» **Provided text**:
---
Optimization Effect Analysis:

Unaligned data introduces additional boundary processing, with more significant impact on Atlas A2/A3 Series, especially in the GM to L1 scenario where end-to-end performance degrades by approximately 47.5%.
On Ascend 950 Series, the impact of unaligned data is relatively smaller but still introduces additional overhead. When selecting blocks, prioritize alignment of the primary transfer dimension.
It is recommended to use aligned matrices when designing matrix shapes and splitting strategies. Based on the half data type in this example, Atlas A2/A3 Series recommend that the continuous byte count corresponding to the primary transfer dimension satisfies 512B alignment; Ascend 950 Series recommend 128B alignment.
---
» **Information shown**:
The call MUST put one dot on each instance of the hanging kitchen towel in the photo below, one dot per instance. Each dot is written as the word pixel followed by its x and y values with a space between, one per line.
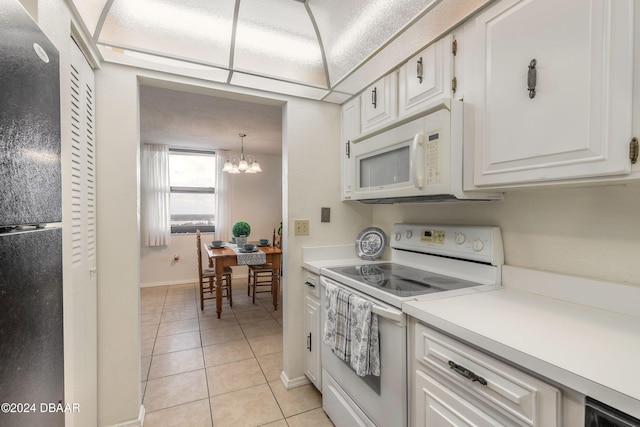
pixel 364 338
pixel 336 328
---
» **Task statement**:
In the optimization effect analysis above, by about how much does end-to-end performance degrade in the GM to L1 scenario on Atlas A2/A3 Series when data is unaligned?

» **Exercise result**:
By approximately 47.5%.